* OBJECTIVE: Reproduce the listing below line for line, omitting the picture.

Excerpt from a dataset
:::
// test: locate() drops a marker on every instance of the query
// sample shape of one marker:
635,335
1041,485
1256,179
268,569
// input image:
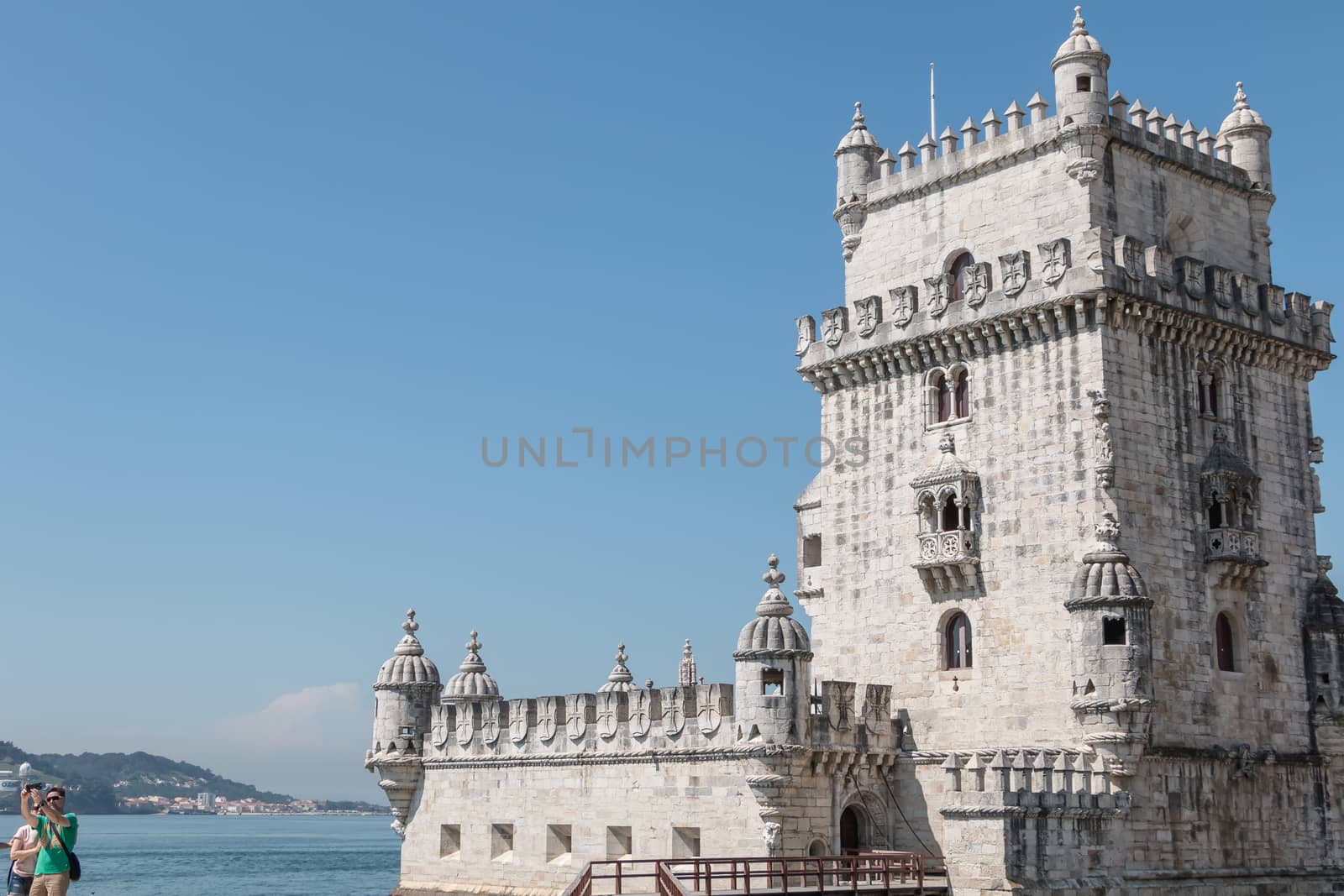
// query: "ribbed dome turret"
:::
* ANSWER:
// test: locate() drops a marker on every instance of the query
// sample shape of one marker:
635,335
1041,485
1256,179
268,569
// input image:
// query: "ribbed dome turret"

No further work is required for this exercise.